Begin TEXT SECTION

By SIDDARTH VISWANATHAN, Contributing Writer

Harvard Law School Professor Alan M. Dershowitz has taken on a high profile international case defending former Ukrainian President Leonid Kuchma against accusations of attempted murder.

Kuchma, 72, was accused last month of ordering the murder of journalist Georgiy Gongadze, who was kidnapped in 2000 and found headless soon after outside Kiev.

Kuchma has denied any connection with the murder.

The primary evidence against Kuchma is a tape recording in which opponents argue Kuchma can be heard complaining about Gongadze and allegedly urges someone to take care of the problem.

Kuchma was also blamed in 2000, but the prosecutors dropped the case after discovering the tape may have been doctored.

The case resurfaced recently, with Dershowitz choosing to lead the defense.

“There are two terrible crimes here,” Dershowitz said. “One is the murder of a journalist ... the second is trying to frame somebody who isn’t guilty for having committed this terrible crime.”

Dershowitz has a history with such high-profile cases, having defended O.J. Simpson and the socialite Claus von Bulow among others.

He said that he is interested in what he described as the intriguing combination of modern science and politics in the Kuchma case.

Dershowitz and his group of Ukrainian attorneys are working with leading scientists to find places in the tape where tampering seems to have occurred, he said.

End TEXT SECTION

TO-DO LIST
- A) Summarize the news article about Alan Dershowitz defending Leonid Kuchma in two sentences.
- B) Carry on the news article about Dershowitz and the Kuchma case for a few more paragraphs, picking up after its final sentence.

Begin ENTRIES

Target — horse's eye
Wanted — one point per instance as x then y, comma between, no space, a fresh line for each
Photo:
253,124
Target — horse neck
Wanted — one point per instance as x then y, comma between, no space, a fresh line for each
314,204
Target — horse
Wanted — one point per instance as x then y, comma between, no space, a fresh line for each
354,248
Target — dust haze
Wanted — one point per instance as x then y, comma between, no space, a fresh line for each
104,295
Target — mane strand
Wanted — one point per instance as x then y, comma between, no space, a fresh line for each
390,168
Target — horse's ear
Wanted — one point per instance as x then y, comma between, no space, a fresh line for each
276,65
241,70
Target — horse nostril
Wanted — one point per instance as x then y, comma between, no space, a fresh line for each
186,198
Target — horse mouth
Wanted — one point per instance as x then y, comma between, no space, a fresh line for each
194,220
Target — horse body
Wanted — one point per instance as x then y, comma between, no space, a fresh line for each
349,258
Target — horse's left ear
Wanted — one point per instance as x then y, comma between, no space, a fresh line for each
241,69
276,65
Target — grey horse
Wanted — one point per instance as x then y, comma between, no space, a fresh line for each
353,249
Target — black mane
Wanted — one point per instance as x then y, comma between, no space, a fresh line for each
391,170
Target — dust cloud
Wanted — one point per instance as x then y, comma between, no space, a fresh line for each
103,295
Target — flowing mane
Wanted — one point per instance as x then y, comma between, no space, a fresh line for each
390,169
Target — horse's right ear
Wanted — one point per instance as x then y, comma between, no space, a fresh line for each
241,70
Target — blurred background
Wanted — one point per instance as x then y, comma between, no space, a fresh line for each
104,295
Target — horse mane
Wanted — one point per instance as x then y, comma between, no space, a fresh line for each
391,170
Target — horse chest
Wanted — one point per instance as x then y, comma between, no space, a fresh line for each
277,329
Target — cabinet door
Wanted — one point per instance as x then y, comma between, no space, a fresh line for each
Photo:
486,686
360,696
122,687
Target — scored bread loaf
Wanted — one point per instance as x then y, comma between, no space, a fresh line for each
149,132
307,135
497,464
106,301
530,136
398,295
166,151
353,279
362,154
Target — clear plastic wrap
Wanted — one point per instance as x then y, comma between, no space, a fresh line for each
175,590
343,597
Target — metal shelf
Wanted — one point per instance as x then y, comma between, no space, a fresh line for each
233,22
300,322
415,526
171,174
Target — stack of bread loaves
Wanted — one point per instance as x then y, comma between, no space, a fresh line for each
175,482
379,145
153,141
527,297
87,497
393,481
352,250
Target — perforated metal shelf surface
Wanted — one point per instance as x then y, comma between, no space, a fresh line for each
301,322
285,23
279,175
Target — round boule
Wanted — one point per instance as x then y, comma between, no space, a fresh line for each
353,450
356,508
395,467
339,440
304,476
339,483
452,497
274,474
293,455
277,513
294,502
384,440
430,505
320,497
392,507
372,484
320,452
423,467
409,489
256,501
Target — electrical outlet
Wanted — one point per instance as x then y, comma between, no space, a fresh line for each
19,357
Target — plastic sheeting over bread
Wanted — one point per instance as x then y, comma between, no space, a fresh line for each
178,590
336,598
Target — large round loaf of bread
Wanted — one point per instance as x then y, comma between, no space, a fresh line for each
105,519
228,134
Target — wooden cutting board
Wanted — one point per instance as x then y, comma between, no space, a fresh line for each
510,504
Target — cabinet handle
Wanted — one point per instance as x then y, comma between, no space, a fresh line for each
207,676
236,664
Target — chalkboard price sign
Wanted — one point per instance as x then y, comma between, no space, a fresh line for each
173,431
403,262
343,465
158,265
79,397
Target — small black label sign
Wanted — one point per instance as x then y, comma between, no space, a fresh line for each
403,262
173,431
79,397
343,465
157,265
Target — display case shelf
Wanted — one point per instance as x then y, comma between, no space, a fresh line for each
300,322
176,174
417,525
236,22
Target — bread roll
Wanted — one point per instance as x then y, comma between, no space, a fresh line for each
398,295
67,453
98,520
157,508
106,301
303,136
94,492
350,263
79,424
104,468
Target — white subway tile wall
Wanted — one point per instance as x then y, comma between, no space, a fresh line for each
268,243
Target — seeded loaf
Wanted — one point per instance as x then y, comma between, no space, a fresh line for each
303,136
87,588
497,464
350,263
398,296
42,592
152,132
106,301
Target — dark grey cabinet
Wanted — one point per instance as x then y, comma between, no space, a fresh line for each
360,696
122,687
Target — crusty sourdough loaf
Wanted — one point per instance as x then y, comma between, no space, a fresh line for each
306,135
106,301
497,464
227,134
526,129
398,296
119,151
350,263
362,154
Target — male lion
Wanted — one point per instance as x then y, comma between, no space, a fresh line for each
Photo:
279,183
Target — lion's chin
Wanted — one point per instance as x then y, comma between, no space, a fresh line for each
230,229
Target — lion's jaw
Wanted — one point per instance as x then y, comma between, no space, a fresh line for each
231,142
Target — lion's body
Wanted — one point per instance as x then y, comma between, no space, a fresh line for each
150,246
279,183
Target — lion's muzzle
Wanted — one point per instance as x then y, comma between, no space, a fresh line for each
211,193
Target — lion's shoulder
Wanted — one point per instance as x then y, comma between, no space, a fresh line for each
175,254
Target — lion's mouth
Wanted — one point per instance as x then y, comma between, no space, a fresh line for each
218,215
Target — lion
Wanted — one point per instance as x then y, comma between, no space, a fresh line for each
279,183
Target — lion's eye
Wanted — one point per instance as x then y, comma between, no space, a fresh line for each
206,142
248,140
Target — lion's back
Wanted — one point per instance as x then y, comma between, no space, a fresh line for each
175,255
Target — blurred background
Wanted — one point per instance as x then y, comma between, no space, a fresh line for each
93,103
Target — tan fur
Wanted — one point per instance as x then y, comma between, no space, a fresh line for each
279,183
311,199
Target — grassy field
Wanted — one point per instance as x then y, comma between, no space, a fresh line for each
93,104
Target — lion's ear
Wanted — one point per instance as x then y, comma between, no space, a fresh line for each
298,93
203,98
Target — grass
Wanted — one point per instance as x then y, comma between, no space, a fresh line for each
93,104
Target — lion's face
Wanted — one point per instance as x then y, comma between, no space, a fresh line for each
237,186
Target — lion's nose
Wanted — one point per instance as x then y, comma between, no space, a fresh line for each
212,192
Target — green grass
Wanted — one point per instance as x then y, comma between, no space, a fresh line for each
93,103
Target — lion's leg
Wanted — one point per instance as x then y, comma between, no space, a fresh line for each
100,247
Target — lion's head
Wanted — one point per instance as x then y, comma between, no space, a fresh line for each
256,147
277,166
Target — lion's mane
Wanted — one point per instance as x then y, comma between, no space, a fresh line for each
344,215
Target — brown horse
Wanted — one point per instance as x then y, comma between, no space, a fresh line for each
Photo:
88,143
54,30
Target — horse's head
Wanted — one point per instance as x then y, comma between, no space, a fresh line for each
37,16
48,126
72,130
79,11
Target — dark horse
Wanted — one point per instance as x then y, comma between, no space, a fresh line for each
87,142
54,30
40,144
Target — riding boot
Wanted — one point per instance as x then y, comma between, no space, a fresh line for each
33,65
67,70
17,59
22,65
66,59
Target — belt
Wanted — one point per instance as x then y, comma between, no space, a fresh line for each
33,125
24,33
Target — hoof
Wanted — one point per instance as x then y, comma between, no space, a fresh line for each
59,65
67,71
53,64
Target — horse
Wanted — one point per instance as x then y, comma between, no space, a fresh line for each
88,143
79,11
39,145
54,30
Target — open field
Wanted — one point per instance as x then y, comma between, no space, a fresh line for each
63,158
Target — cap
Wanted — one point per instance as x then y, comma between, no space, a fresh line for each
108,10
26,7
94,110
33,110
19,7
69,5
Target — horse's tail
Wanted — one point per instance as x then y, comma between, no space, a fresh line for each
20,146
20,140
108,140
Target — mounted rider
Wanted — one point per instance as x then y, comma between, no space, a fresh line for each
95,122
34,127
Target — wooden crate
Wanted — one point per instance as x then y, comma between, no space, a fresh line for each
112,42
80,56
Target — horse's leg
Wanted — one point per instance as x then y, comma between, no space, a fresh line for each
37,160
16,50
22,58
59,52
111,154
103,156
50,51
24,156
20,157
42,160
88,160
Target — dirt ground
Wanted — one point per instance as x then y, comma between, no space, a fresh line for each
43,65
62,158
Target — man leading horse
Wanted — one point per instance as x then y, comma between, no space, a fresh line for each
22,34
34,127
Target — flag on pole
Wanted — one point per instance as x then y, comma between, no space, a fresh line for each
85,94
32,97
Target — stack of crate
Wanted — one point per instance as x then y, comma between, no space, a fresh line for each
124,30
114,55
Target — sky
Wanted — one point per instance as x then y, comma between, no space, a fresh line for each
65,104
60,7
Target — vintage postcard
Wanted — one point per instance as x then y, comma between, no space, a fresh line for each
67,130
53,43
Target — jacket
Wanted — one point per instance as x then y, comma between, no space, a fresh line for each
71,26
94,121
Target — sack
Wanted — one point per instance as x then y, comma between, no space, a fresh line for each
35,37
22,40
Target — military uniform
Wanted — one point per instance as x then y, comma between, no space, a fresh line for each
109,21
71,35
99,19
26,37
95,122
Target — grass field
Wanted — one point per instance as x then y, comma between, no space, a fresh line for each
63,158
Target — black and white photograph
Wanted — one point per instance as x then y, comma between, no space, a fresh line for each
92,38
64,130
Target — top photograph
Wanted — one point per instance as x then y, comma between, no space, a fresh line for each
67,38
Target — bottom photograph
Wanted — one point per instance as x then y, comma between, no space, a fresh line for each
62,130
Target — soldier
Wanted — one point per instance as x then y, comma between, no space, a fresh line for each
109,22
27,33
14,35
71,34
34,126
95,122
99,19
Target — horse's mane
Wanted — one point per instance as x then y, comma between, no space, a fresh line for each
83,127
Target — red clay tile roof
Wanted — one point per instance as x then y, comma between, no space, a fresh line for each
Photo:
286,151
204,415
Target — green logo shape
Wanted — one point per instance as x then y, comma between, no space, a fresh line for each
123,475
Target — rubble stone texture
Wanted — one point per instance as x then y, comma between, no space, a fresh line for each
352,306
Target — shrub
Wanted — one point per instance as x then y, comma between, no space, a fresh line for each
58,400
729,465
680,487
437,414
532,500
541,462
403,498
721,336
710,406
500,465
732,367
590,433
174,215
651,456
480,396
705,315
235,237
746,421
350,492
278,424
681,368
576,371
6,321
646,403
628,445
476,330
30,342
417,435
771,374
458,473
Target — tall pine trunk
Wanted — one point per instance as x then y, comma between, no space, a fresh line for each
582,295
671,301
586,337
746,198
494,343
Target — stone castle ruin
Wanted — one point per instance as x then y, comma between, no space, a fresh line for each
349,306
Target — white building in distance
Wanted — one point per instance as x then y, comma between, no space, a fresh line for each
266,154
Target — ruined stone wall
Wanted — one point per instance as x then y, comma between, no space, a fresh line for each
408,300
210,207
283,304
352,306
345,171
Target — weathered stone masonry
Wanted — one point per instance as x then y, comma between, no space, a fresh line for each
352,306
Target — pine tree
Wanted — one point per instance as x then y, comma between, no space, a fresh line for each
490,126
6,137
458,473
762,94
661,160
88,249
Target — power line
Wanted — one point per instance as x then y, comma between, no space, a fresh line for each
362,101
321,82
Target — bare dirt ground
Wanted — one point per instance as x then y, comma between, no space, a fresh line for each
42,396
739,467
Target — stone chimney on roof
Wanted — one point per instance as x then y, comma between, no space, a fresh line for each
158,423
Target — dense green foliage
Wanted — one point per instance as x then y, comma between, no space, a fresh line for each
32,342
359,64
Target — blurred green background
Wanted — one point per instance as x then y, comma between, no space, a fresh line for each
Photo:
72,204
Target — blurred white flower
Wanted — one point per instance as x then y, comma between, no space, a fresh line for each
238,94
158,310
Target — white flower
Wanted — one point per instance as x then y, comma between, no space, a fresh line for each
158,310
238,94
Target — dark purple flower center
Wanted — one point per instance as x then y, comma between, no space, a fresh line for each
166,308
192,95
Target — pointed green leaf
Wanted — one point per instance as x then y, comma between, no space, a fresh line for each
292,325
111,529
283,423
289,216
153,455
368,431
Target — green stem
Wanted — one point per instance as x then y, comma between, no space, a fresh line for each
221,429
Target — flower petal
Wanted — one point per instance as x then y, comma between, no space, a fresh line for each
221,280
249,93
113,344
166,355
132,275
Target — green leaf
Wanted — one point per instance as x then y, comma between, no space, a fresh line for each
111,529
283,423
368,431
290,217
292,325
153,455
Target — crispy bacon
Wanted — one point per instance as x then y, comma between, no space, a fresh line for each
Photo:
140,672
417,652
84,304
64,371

End ENTRIES

WRITTEN ANSWERS
- A) Harvard Law School Professor Alan M. Dershowitz is defending former Ukrainian President Leonid Kuchma, who was accused last month of ordering the murder of journalist Georgiy Gongadze and denies any connection with it. The main evidence is a tape recording that led prosecutors to drop an earlier case against him after they found it may have been doctored, and Dershowitz and his Ukrainian attorneys are working with leading scientists to find where tampering seems to have occurred.

- B)
Dershowitz said he is familiar with instances of tape tampering.

While defending von Bulow against attempted murder charges, Dershowitz experienced tape tampering first-hand when someone recorded him and rearranged the tape to change the meaning of his words.

The doctoring of that tape was easy to prove, Dershowitz said, since the cut marks on the analog recording were visible.

In the Kuchma case, the defense must locate tampering marks on a digital recording.

Dershowitz, who returned from Kiev on Tuesday, said that the case offers the unique challenge of learning Ukrainian law and of working in a foreign environment with local law students.

But Dershowitz said he sees great significance in the case and its relation to the “rule of law and the evolution of democracy in Ukraine.”

He said he believed it to be “the most important case in modern Ukrainian history.”